Pick the lines holding the string "pixels" out of the records and copy them.

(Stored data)
________
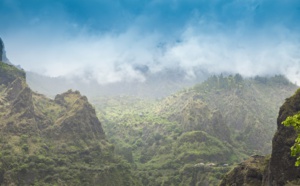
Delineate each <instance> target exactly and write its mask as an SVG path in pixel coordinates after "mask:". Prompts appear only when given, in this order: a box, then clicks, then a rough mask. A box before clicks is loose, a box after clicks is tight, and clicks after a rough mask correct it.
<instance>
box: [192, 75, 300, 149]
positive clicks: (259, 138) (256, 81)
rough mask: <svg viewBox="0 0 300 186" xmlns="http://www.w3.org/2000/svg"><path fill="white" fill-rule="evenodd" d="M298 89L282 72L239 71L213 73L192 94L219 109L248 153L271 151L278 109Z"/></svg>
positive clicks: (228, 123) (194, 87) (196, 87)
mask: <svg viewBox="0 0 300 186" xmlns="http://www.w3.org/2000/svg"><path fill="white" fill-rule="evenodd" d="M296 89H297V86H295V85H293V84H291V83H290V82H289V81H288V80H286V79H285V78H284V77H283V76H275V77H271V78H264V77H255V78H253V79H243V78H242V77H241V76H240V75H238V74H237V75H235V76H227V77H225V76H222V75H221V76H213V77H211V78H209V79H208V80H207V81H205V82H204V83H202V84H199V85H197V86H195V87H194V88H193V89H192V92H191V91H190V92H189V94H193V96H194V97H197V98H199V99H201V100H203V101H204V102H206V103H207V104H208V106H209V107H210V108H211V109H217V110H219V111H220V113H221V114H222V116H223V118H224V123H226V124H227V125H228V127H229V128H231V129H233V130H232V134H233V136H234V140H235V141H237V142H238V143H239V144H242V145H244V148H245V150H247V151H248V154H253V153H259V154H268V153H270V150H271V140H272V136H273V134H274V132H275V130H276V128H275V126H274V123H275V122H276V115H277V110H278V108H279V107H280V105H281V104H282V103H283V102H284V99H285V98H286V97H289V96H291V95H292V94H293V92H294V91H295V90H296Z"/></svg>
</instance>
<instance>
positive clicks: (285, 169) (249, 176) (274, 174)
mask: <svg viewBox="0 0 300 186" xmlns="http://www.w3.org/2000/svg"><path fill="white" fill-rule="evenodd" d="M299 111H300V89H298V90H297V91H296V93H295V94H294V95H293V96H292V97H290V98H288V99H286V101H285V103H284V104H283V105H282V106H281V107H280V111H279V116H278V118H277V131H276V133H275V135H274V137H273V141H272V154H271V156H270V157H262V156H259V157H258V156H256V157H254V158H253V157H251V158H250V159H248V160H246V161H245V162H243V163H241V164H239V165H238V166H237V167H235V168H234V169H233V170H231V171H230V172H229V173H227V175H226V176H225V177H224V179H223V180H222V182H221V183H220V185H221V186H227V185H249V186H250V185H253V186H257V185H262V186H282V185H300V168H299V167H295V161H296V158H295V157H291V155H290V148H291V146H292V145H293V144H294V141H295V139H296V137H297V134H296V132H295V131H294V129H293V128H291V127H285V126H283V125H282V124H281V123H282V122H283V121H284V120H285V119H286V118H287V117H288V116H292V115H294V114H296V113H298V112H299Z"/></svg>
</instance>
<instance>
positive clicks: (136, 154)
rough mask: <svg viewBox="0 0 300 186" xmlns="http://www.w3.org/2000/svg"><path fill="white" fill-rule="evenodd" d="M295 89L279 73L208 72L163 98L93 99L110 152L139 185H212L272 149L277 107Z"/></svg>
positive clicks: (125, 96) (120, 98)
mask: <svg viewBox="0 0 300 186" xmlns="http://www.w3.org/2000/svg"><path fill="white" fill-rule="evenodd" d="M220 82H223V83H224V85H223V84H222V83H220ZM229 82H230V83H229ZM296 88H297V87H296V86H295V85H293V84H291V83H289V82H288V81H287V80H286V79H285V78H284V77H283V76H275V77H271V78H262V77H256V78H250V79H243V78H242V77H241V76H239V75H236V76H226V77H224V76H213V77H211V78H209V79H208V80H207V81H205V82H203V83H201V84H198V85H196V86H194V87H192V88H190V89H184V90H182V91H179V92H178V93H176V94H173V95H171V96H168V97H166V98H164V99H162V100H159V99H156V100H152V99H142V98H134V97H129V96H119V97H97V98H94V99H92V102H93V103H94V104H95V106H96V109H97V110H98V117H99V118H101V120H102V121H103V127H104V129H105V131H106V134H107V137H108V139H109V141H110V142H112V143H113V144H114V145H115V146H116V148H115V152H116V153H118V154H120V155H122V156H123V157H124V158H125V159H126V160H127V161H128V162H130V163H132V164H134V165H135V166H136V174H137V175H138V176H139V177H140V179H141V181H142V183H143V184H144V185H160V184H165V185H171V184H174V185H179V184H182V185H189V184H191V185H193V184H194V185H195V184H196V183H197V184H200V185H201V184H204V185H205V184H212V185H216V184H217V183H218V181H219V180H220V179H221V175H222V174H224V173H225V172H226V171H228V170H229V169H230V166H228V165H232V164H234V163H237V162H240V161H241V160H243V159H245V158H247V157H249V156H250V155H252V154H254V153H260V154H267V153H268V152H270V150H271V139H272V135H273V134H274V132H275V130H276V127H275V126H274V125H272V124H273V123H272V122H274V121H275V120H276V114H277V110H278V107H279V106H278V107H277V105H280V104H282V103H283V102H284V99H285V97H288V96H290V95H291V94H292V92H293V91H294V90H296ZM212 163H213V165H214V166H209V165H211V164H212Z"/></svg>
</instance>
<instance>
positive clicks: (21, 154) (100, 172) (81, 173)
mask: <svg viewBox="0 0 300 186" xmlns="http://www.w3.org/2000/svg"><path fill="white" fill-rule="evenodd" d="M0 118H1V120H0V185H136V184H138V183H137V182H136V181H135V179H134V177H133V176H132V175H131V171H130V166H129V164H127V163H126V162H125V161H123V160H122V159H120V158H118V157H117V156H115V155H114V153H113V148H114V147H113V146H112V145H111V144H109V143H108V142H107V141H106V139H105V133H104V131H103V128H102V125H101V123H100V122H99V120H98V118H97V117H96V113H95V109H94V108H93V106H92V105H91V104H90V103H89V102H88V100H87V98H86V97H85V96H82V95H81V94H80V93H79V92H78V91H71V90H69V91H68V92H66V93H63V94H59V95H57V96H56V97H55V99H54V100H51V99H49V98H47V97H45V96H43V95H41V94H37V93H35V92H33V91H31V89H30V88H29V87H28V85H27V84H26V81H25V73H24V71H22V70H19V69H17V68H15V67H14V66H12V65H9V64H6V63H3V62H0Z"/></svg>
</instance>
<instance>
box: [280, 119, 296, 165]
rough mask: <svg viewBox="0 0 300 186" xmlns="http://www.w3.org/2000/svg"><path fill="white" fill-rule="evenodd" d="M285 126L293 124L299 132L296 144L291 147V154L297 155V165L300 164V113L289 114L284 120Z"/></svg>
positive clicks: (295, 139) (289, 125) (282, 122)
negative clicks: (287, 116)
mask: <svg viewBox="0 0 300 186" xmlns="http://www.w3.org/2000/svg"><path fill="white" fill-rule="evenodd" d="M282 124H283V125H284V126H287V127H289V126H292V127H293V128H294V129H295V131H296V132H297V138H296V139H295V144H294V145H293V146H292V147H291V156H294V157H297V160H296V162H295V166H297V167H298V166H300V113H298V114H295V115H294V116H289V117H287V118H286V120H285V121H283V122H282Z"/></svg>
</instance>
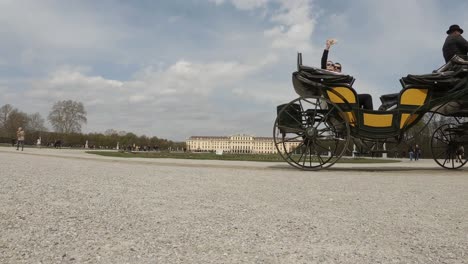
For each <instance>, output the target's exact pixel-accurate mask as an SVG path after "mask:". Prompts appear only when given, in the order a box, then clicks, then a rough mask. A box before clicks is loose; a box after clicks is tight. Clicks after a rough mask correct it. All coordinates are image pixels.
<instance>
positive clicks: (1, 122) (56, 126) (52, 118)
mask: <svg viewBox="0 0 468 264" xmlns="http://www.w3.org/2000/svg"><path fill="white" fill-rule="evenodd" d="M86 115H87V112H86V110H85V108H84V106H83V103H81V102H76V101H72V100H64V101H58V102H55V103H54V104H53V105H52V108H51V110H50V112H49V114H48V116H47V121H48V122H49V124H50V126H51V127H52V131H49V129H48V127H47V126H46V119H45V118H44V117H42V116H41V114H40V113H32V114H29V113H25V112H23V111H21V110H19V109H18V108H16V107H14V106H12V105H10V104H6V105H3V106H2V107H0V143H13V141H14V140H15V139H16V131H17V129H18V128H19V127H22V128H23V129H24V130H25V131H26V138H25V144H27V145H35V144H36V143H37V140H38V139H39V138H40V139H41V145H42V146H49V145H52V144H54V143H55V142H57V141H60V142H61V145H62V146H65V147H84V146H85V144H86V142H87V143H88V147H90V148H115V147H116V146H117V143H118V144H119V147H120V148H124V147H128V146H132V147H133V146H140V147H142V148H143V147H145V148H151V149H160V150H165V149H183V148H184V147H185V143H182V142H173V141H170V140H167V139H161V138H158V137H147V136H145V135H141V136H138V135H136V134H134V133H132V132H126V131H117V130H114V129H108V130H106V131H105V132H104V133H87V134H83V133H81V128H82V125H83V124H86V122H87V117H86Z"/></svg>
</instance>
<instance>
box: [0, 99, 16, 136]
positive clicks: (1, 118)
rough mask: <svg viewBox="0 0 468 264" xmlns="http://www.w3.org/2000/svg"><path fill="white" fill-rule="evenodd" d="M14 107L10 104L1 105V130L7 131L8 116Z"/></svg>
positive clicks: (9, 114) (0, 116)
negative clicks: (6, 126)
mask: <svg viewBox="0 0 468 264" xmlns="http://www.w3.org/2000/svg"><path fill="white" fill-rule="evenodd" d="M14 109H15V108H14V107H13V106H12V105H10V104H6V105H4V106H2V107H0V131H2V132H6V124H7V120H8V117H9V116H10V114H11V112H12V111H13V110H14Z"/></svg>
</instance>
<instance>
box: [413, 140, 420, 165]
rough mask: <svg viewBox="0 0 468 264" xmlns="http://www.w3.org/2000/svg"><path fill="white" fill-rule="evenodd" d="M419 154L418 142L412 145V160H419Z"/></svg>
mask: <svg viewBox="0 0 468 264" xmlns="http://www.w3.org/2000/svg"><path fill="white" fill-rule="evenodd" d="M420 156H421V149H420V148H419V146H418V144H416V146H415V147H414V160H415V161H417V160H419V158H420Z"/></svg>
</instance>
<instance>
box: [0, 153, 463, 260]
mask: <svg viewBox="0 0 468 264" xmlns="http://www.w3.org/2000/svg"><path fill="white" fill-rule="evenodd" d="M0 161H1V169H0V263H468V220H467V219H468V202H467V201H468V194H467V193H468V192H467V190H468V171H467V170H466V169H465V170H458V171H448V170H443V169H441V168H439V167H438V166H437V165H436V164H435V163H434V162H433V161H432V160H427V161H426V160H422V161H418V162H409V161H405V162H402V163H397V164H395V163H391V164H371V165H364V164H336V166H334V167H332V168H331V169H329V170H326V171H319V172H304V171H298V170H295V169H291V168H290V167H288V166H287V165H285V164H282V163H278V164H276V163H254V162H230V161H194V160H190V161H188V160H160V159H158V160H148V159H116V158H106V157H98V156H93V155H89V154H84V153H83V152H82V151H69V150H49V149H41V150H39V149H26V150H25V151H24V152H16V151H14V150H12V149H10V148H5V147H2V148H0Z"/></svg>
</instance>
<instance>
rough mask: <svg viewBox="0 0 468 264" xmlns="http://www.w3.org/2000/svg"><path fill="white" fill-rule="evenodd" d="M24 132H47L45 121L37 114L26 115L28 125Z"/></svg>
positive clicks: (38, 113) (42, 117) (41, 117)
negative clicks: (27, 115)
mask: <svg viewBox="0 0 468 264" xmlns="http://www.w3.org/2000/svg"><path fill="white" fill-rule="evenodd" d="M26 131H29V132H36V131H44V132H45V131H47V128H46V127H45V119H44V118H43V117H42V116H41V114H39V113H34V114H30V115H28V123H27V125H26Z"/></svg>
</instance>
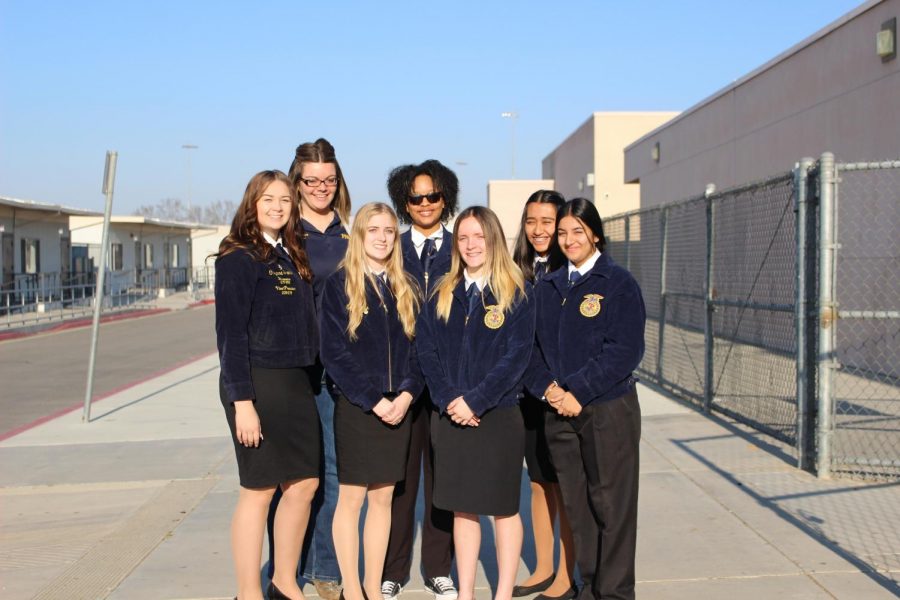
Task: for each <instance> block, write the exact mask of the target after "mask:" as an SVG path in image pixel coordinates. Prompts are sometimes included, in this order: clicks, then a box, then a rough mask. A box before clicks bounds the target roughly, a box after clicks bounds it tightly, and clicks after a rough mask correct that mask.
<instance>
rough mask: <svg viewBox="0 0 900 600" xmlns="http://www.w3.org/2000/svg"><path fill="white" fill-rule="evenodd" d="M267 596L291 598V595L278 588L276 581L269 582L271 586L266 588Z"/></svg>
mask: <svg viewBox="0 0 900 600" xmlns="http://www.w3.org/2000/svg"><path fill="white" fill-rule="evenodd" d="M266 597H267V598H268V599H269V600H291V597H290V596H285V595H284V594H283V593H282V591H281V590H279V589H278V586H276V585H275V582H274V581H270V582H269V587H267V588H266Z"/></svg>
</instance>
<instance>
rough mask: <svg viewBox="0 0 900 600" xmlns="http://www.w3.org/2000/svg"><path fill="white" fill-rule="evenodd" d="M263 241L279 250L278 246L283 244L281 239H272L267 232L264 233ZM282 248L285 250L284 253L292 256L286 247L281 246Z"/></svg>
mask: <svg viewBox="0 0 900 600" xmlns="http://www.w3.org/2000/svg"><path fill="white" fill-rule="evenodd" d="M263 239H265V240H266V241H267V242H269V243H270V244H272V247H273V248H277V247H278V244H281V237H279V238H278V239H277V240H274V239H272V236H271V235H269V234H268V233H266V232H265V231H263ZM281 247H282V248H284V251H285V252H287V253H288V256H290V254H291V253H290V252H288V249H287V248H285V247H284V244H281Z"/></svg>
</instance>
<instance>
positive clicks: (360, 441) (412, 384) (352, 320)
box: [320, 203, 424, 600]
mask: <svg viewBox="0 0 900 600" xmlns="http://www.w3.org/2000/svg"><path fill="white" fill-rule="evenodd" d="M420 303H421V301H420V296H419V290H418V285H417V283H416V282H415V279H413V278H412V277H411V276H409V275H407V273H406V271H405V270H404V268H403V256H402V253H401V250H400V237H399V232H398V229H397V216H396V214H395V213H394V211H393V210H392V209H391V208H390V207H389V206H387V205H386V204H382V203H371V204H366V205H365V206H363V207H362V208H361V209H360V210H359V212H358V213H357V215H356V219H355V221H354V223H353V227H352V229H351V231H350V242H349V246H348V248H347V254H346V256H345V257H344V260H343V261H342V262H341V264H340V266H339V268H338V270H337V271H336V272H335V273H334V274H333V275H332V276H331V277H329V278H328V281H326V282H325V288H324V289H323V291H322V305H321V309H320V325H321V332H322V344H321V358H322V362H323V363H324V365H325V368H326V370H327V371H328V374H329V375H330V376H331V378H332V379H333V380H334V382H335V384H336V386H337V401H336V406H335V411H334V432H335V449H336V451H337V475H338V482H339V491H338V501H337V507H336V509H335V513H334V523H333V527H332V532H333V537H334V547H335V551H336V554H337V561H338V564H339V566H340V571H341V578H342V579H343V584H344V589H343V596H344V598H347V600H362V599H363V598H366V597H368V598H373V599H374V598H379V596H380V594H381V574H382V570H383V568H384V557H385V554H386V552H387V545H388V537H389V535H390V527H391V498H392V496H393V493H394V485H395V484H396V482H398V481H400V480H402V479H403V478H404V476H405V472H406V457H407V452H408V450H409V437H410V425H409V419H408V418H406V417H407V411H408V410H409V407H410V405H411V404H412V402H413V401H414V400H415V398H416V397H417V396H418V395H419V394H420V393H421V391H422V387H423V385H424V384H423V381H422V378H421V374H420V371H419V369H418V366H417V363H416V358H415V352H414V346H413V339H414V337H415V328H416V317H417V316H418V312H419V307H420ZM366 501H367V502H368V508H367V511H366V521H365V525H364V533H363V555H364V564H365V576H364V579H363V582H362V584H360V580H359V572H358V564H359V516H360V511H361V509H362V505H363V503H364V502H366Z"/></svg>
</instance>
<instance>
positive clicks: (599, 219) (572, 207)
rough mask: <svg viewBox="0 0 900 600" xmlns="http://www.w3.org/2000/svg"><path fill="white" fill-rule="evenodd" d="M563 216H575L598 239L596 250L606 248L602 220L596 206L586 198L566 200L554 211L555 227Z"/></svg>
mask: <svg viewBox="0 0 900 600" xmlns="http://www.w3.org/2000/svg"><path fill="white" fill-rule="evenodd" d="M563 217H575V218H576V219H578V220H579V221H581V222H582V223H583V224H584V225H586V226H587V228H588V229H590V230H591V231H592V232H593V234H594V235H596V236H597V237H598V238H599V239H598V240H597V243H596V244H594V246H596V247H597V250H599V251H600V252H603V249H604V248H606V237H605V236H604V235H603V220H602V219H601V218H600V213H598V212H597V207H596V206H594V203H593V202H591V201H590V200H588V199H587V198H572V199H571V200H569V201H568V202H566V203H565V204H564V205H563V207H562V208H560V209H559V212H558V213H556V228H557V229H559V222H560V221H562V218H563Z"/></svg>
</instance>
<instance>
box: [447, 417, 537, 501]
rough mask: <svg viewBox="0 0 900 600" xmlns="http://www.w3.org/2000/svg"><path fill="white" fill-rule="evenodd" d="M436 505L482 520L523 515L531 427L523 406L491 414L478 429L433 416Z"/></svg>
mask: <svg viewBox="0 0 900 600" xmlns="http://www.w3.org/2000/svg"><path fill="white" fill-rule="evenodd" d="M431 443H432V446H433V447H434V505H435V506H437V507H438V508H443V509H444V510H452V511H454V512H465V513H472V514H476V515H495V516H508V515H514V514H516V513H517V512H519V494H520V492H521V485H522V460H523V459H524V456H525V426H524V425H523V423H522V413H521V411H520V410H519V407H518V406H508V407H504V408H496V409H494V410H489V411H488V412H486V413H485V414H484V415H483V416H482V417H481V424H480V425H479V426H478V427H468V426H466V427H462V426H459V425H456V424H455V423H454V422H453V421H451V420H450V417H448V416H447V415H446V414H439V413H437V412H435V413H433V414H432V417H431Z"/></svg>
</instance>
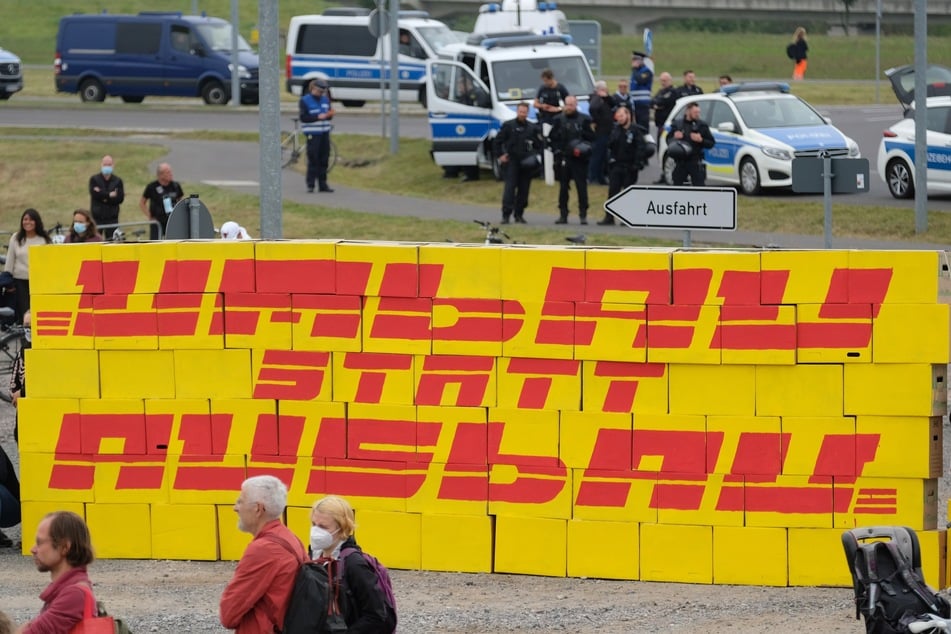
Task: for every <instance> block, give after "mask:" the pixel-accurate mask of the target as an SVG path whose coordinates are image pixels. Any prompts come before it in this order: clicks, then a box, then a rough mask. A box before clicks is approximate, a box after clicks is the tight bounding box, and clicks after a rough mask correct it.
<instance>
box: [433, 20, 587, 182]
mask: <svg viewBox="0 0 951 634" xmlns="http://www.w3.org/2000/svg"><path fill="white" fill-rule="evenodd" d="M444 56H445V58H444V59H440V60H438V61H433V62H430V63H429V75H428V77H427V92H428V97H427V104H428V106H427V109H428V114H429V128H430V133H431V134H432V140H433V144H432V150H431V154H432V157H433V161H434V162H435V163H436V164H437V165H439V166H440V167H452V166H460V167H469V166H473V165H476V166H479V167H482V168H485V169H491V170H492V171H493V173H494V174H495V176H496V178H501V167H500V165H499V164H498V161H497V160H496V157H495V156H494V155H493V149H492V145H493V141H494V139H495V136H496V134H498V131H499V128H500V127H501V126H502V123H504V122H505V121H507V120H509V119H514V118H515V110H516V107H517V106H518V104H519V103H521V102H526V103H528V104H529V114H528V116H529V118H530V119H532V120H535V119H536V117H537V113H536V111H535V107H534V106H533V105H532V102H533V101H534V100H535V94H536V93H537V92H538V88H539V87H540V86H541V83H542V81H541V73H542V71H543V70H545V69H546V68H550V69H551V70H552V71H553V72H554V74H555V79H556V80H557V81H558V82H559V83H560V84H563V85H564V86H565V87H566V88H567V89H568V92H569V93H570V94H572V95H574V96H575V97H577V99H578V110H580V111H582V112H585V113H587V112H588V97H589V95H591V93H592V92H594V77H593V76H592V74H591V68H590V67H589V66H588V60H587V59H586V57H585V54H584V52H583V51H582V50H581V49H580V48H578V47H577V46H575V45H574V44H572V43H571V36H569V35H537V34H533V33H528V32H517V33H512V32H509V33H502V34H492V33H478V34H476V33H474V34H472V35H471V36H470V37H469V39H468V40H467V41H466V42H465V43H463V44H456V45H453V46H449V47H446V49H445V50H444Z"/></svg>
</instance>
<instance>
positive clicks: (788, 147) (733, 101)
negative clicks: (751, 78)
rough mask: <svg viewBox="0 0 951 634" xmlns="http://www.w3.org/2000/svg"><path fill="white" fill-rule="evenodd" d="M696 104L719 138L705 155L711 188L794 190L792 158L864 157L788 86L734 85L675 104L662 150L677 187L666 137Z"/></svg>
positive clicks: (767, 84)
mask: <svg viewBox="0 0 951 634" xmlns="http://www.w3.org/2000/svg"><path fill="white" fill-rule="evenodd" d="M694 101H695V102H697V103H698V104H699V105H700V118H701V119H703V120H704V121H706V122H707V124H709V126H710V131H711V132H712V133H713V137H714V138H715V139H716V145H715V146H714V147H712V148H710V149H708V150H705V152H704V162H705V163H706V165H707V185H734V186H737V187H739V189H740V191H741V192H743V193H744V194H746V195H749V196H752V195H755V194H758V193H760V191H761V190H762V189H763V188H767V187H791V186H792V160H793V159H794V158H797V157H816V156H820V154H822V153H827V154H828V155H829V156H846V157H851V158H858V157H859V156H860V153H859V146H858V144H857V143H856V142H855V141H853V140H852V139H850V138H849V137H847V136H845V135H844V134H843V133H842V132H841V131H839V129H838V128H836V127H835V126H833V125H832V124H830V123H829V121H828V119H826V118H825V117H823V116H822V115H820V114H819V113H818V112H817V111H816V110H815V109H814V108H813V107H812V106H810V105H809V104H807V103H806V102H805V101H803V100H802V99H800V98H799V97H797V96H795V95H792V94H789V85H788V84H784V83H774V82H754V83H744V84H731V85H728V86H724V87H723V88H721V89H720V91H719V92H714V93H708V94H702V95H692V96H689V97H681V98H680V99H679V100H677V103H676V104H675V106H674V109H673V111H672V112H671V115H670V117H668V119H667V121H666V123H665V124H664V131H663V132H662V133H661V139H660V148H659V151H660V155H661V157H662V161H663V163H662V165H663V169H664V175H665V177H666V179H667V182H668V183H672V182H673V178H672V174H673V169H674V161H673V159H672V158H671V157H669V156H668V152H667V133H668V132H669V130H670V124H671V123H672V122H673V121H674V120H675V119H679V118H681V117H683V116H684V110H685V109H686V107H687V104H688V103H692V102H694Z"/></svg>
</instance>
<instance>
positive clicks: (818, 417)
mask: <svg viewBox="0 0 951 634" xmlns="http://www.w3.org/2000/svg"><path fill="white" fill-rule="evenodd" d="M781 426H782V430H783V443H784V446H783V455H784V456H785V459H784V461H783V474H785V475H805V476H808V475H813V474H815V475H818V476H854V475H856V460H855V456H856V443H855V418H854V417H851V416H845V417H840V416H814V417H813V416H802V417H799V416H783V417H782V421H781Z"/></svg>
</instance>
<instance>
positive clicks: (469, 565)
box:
________
[Finished task]
For each <instance>, output the target's exact pixel-accurate mask as an SVG path after "mask:". Prompts appear only when given, in the order a box, then clicks, then a rough mask. A box before clicks is loose; a box after clicks is tight. Clicks after a rough mask correct it. All coordinates are image pixels.
Task: for every <instance> block, give after "mask:" the pixel-accurate mask of the target as an SVG path whose coordinates are image pixels. Any prompts come before it in this order: clicks, then a box, then a rough mask. A box before clicks is approximate, a box after clicks is the tight bounding box, and clicks after a rough mask correct it.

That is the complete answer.